## Begin Exercise input

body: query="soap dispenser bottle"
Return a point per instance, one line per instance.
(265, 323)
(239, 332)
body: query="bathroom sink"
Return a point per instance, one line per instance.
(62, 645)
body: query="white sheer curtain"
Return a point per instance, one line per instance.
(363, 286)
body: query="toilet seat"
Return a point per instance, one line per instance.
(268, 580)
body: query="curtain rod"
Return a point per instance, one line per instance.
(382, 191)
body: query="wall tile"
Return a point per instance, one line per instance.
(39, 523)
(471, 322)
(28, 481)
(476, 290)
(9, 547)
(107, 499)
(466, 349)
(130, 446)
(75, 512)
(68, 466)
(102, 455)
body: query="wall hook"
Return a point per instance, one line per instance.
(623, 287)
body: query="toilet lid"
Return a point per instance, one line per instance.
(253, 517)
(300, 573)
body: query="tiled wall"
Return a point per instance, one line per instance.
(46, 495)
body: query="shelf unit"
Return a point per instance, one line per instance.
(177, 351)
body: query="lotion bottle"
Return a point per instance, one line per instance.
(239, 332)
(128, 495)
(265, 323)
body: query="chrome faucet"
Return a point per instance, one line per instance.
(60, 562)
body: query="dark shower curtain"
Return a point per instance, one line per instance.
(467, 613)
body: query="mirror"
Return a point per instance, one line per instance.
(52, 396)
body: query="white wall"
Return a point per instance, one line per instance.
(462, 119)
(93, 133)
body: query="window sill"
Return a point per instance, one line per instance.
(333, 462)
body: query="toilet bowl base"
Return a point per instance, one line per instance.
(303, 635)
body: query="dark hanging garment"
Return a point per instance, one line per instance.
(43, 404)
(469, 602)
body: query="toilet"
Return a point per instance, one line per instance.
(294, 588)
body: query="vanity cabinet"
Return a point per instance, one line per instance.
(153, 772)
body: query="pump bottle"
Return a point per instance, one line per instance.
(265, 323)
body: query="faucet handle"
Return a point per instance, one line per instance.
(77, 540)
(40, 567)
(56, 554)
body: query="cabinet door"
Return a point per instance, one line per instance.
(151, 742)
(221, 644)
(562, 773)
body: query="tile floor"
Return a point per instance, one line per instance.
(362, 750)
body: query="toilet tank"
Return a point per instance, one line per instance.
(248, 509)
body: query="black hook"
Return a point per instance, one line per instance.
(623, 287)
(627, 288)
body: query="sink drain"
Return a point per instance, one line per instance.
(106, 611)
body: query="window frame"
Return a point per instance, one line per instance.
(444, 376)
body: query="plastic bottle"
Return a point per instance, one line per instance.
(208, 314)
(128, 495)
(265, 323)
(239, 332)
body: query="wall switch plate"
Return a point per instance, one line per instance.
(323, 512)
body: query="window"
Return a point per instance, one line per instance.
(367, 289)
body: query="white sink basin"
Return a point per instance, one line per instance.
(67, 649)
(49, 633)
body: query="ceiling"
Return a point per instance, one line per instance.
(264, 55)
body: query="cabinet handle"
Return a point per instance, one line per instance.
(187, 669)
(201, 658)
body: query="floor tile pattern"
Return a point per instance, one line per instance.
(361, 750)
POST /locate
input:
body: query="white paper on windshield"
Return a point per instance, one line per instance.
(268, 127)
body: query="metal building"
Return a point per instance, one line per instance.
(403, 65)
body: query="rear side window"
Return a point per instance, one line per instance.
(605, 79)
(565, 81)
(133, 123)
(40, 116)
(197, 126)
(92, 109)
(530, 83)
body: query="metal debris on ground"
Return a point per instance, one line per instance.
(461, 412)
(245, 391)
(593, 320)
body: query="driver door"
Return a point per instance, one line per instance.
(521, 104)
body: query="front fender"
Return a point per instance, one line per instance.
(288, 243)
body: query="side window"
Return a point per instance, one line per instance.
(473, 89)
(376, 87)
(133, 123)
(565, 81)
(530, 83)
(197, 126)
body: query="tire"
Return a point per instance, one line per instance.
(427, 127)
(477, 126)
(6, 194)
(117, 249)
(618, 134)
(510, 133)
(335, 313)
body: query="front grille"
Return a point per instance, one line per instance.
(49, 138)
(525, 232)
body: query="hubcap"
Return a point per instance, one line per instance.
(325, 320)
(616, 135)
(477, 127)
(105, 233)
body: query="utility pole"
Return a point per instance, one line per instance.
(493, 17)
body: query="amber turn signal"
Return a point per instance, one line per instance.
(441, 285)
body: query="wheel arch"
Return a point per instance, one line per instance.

## End Exercise input

Your goal: Pick out every line in the records that contains the word "metal" and copy each of those lines in full. Case counts.

Final result:
body: query="metal building"
body: query="metal debris on ground"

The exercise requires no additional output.